--- Data for review ---

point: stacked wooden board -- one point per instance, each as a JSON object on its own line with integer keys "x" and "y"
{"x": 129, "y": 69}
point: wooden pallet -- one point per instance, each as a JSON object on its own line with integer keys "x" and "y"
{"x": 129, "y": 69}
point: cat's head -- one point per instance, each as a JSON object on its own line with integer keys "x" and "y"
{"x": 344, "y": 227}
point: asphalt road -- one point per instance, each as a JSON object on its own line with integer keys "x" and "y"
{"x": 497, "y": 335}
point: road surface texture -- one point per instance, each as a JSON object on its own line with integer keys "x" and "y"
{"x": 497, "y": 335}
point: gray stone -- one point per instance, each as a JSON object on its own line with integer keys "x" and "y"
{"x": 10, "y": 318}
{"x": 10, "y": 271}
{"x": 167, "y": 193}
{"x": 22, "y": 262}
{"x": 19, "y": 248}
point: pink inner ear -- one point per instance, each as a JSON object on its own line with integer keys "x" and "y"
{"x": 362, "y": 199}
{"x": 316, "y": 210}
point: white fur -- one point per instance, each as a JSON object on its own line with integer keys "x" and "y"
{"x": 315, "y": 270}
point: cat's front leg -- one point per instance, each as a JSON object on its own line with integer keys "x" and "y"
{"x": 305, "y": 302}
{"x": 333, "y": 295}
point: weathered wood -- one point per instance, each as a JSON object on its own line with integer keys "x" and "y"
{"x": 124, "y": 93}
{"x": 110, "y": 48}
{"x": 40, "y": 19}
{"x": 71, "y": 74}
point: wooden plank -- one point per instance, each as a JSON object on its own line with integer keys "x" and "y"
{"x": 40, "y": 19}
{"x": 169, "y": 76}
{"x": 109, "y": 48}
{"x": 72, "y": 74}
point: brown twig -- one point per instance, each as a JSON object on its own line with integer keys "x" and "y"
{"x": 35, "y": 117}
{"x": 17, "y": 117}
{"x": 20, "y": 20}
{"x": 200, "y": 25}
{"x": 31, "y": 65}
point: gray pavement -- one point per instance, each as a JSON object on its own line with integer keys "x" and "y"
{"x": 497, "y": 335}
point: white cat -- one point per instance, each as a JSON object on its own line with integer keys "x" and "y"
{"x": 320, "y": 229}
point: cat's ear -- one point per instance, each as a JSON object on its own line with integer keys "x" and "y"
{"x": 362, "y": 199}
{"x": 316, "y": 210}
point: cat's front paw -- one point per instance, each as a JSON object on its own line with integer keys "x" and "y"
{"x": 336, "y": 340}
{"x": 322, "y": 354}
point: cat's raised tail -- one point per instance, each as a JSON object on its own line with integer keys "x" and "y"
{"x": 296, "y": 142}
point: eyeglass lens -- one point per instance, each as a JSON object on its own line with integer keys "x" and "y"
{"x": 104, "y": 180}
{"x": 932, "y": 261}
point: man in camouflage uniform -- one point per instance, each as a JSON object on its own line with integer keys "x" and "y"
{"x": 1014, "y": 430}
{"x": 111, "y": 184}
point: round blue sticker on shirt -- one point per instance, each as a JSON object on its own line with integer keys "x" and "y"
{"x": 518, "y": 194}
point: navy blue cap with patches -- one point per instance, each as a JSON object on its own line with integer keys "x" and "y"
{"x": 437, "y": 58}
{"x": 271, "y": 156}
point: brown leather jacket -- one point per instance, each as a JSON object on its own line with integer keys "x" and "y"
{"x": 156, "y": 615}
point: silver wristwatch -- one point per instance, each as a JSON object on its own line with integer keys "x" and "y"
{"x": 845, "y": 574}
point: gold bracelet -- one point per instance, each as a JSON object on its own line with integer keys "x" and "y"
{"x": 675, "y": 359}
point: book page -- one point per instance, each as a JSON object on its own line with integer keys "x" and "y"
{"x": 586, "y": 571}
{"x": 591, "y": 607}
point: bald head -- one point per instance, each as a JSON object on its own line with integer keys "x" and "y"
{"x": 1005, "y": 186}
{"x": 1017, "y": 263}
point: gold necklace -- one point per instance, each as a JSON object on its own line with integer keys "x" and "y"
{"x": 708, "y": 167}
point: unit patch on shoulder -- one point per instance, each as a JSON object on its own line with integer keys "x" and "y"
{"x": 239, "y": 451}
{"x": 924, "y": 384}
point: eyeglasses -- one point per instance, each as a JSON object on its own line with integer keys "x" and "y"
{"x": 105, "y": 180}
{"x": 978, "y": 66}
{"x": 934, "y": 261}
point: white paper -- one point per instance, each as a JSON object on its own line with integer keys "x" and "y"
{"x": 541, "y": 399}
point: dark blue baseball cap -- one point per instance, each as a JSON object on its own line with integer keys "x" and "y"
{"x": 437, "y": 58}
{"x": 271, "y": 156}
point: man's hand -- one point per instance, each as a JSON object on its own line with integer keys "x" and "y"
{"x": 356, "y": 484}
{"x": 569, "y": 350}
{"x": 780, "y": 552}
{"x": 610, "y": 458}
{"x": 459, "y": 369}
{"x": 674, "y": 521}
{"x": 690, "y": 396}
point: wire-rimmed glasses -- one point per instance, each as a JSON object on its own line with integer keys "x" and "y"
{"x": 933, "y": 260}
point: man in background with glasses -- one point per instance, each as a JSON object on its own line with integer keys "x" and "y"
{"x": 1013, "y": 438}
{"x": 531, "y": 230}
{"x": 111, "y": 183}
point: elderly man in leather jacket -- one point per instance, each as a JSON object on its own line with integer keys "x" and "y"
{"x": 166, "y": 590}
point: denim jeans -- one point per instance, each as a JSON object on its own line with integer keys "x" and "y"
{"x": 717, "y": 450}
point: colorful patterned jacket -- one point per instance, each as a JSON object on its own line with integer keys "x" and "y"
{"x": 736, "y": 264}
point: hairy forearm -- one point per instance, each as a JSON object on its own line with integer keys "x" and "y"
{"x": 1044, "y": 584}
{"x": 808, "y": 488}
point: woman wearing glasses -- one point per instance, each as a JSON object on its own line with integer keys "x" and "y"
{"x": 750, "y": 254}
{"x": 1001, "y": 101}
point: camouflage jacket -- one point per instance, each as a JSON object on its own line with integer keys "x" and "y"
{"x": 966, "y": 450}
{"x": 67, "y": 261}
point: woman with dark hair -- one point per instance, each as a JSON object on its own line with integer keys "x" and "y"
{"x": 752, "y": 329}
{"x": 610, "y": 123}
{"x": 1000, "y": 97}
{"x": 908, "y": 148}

---

» Exercise requirements
Make sure every record is repeated exactly.

» Solution for this problem
point: stacked wooden board -- one point per instance, each as a JSON object on its own line with integer keys "x" and "y"
{"x": 129, "y": 69}
point: wooden pallet -- one point per instance, each as a JSON object on its own line with integer keys "x" and "y"
{"x": 129, "y": 69}
point: cat's head -- one point per instance, each as a JSON object on its own line with integer keys "x" and "y"
{"x": 344, "y": 227}
point: asphalt road -- one point per instance, each as a JSON object on its own line with integer keys "x" and "y"
{"x": 497, "y": 335}
point: road surface texture -- one point per instance, each as a JSON object on its own line with integer keys "x" and "y"
{"x": 497, "y": 335}
point: gray stone -- one point per instance, each as a JSON object on its own line with integer keys "x" and "y"
{"x": 10, "y": 318}
{"x": 10, "y": 271}
{"x": 167, "y": 193}
{"x": 22, "y": 262}
{"x": 19, "y": 248}
point: pink inner ear -- one point per instance, each as a JSON object on its own line with integer keys "x" and "y"
{"x": 362, "y": 199}
{"x": 316, "y": 210}
point: white fur -- one point per instance, each as a JSON object on its own line with integer keys "x" and "y"
{"x": 315, "y": 270}
point: cat's front leg -- one point per instance, each as a JSON object on its own line with integer keys "x" and "y"
{"x": 305, "y": 302}
{"x": 333, "y": 295}
point: weathered wood -- one point per instance, each as a JSON object on its own line with integer keys "x" and "y"
{"x": 124, "y": 93}
{"x": 110, "y": 48}
{"x": 40, "y": 19}
{"x": 71, "y": 74}
point: wooden plank -- one point per instance, each as a JSON object on its own line with integer keys "x" and "y"
{"x": 40, "y": 19}
{"x": 169, "y": 76}
{"x": 109, "y": 48}
{"x": 72, "y": 74}
point: brown twig -- one point per instance, each as a JSON object on its own line with integer keys "x" and "y"
{"x": 35, "y": 117}
{"x": 17, "y": 117}
{"x": 20, "y": 20}
{"x": 200, "y": 25}
{"x": 31, "y": 65}
point: gray pavement -- one point per instance, each as a JSON object on its own line with integer keys "x" and "y"
{"x": 497, "y": 335}
point: white cat -- one point per instance, each as a JSON object on its own line with integer keys "x" and "y"
{"x": 320, "y": 229}
point: cat's ear -- one point per instance, each as a JSON object on its own line with integer keys "x" and "y"
{"x": 362, "y": 199}
{"x": 316, "y": 210}
point: cat's front paw -- one point per instance, each as a JSON object on its own line with integer keys "x" and "y"
{"x": 336, "y": 340}
{"x": 322, "y": 354}
point: cat's raised tail -- one point per instance, each as a JSON object on its own line with integer keys "x" and "y"
{"x": 296, "y": 142}
point: eyeglass lens -- one point per instance, each as a JSON object on its own line with integer keys "x" and "y"
{"x": 104, "y": 180}
{"x": 932, "y": 261}
point: man in camouflage uniform -- one point per instance, each as a JSON object on its own line with integer keys "x" and "y"
{"x": 1014, "y": 430}
{"x": 111, "y": 184}
point: round blue sticker on shirt -- one point per instance, each as a JSON object on its own line with integer keys "x" and "y"
{"x": 518, "y": 194}
point: navy blue cap with patches -- one point per instance, each as a JSON object on its own line with integer keys "x" and "y"
{"x": 437, "y": 58}
{"x": 271, "y": 156}
point: brown leather jacket -- one point per instance, each as a JSON object on its own line with integer keys "x" and "y"
{"x": 156, "y": 615}
point: silver wristwatch -- one point per instance, each as a JSON object on its own line with integer keys "x" and "y"
{"x": 845, "y": 574}
point: gold bracelet -- one point per instance, each as a JSON object on its own line with integer keys "x" and "y"
{"x": 675, "y": 359}
point: book page -- one point per instance, each as a JSON object on its own line with integer keys "x" and "y"
{"x": 586, "y": 571}
{"x": 591, "y": 607}
point: bald head -- one point per instance, each as a JSON object on its own line with integer keys "x" and "y"
{"x": 1005, "y": 186}
{"x": 1017, "y": 263}
point: gold necklace -- one point per instance, each as a JSON object on its own line with integer keys "x" and "y"
{"x": 708, "y": 167}
point: unit patch on shoulder -- one point per instance, each as a JSON object on its own line with integer keys "x" and "y"
{"x": 239, "y": 451}
{"x": 924, "y": 384}
point: eyeglasses -- one point per instance, each as a JSON object on its own line with integer keys "x" and "y"
{"x": 105, "y": 180}
{"x": 978, "y": 66}
{"x": 934, "y": 261}
point: white paper -- one point per instance, each as a JSON object on its own line with integer keys "x" and "y"
{"x": 541, "y": 399}
point: dark blue baseball cap -- one point per instance, each as a JSON object on its own line with integer keys "x" and "y"
{"x": 437, "y": 58}
{"x": 271, "y": 156}
point: man's hand -- one point per instance, each as a JSON object on its own line with integer keys "x" and "y"
{"x": 356, "y": 484}
{"x": 569, "y": 350}
{"x": 780, "y": 552}
{"x": 610, "y": 458}
{"x": 459, "y": 369}
{"x": 674, "y": 521}
{"x": 690, "y": 396}
point: wire-rimmed glasses -- one point per instance, each as a JSON object on its own line with integer keys "x" and "y"
{"x": 933, "y": 260}
point: man in background with glasses -- one point per instance, each as a JSON object on its own line with integer keys "x" and "y"
{"x": 1013, "y": 438}
{"x": 531, "y": 230}
{"x": 111, "y": 183}
point: elderly man in leather jacket -- one point per instance, each as a JSON object on its own line with integer keys "x" and "y"
{"x": 166, "y": 590}
point: denim jeans -- one point per instance, each as a JSON object on its own line with integer keys "x" and "y"
{"x": 717, "y": 450}
point: colorful patterned jacket -- one point per instance, each as a JSON object on its own line with integer keys "x" and "y"
{"x": 736, "y": 264}
point: hairy forearm -- one point per instance, each as a JSON object on its own line with integer keys "x" and "y"
{"x": 1044, "y": 584}
{"x": 808, "y": 488}
point: woman wearing glasses -- one point per instance, each as a JSON object on its own line with integer keys "x" and "y"
{"x": 750, "y": 254}
{"x": 1001, "y": 101}
point: camouflage jacket -- one point per instance, each as a JSON object on its own line with integer keys "x" and "y"
{"x": 966, "y": 450}
{"x": 67, "y": 261}
point: woman with dark hair -- one point per instance, each as a JSON object on its own line with integer keys "x" and "y"
{"x": 752, "y": 329}
{"x": 610, "y": 123}
{"x": 1000, "y": 97}
{"x": 908, "y": 148}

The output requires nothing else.